[Tarea planteada] Retome el texto sobre Niki Lauda y la película Rush justo después de la cita de James Hunt con la que concluye, y prosiga el relato.

Yo era muy de Niki Lauda, y en mi escudería de la naranjada o de la limonada él corría siempre con su cara recortada. Me hacía mucha gracia, su nombre, y además me daba pena su rostro desfigurado, y su gesto siempre hosco. Pensábamos, además, en nuestra ignorancia supina, que Niki no se comía una rosca entre las bellezas de tronío, las del champán y el ramo de flores en la entrega de premios, que seguramente lo miraban un instante porque estaba en el contrato y luego salían espantadas. Qué poco sabíamos del poder afrodisíaco del dinero, y de la fama, los tontainas  del suburbio, que aún discutíamos sobre la virginidad de María en clase de religión. El mismo personaje de James Hunt, en Rush, que es la película que ha desatado esta ristra de recuerdos, decía al principio de la película:

            "Tengo una teoría de porqué a las mujeres les gustan los pilotos. No es porque respeten lo que hacemos, correr dando vueltas y vueltas... La mayoría creen que es ridículo, y quizá tengan razón. Es la proximidad con la muerte. Cuanto más cerca estás de la muerte más vivo te sientes, más vivo estás, y ellas lo notan, lo sienten en ti".

[Ítems de datos]
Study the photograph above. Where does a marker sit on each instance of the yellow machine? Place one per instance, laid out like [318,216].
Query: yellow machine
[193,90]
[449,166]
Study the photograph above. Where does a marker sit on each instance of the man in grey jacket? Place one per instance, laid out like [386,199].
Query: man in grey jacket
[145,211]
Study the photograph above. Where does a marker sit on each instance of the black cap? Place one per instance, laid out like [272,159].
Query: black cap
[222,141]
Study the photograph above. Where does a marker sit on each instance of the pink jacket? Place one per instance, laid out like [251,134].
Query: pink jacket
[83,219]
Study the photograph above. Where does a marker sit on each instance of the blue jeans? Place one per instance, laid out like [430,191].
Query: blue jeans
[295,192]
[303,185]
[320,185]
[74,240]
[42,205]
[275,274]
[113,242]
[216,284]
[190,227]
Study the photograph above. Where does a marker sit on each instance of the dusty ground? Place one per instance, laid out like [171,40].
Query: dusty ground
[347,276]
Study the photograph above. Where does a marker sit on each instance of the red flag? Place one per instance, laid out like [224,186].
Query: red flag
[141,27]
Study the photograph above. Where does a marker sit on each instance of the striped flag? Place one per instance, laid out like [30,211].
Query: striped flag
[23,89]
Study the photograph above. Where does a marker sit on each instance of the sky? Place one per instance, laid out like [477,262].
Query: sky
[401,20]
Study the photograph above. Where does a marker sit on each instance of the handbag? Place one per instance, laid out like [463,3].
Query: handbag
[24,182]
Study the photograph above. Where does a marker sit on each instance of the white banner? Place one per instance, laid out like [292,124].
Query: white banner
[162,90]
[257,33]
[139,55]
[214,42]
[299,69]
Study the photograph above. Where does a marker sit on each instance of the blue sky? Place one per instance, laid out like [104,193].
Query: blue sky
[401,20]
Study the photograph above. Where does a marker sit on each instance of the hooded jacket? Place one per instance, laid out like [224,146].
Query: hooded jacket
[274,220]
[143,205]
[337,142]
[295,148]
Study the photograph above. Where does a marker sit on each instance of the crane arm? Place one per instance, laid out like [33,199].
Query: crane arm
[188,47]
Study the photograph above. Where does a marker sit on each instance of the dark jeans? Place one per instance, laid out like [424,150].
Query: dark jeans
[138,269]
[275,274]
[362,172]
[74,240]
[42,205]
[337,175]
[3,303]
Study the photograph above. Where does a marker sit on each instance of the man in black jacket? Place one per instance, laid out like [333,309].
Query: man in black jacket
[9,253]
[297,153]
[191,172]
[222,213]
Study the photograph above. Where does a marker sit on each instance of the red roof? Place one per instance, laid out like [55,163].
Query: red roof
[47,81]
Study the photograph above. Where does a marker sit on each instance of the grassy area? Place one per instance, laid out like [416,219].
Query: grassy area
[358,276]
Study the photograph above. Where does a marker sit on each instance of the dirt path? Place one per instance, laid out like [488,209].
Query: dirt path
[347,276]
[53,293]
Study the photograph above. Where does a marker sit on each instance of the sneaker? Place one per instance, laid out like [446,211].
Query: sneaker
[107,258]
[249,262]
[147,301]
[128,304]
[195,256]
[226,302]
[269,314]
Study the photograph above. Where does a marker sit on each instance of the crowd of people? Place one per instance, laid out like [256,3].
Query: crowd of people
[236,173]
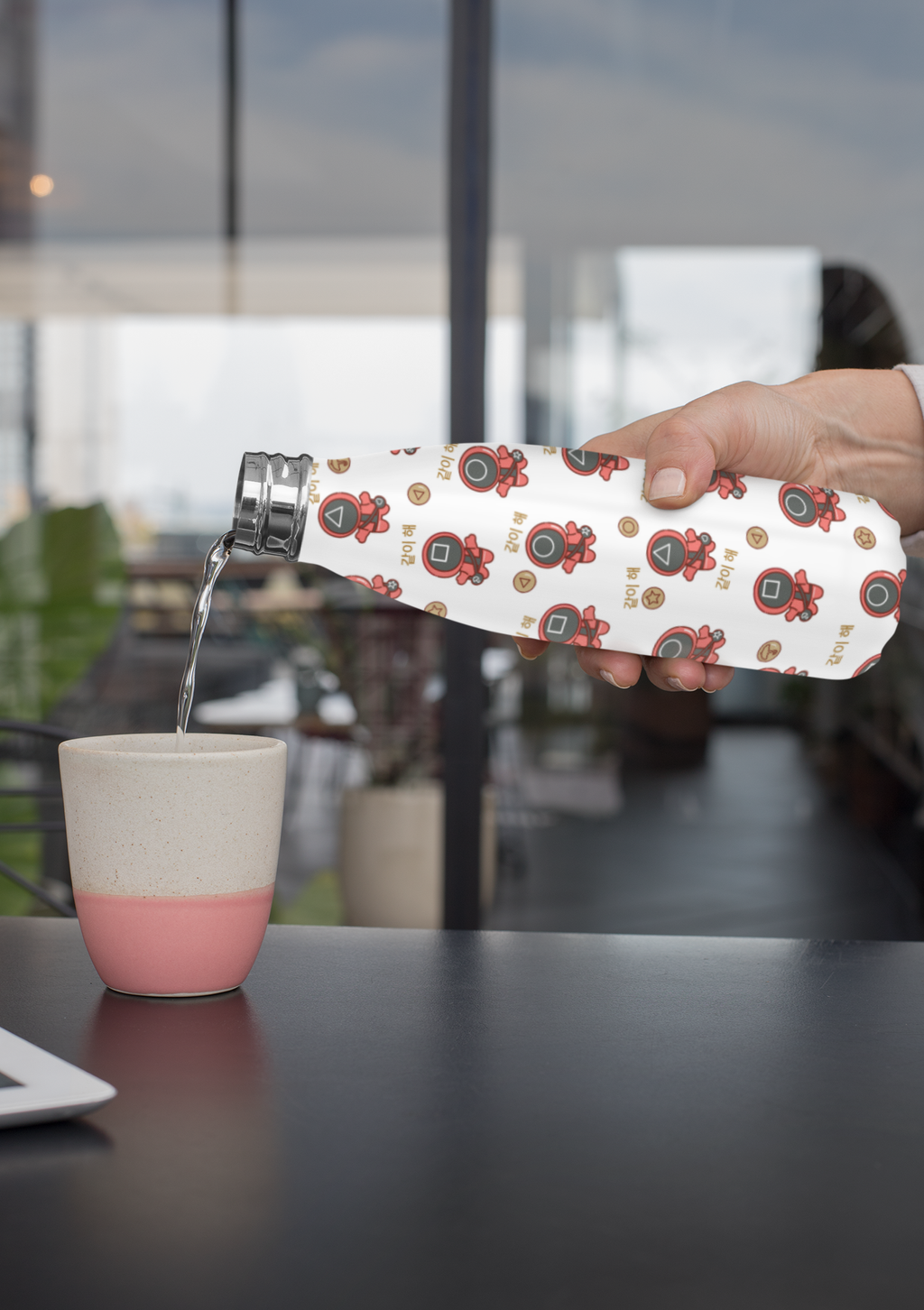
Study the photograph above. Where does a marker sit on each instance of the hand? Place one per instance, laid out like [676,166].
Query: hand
[849,429]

[Resultado obtenido]
            Es una manera muy poética de decir que las mujeres se vuelven locas con la testosterona, y que en esta predilección  llevan su cara y su cruz, su gozo y su condena, pues el mismo macho que las vuelve tarumba luego les pone los cuernos con otra mujer, o se pega una hostia mortal haciendo el imbécil con los amigos. Porque la testosterona es lo que tiene, que es eruptiva e ingobernable, y cuando fluye a chorros  te convierte en un semidiós irresponsable, que lo mismo te empuja a escalar montañas y caerte por el precipicio que a subirte a un Fórmula 1 y estrellarte contra el muro.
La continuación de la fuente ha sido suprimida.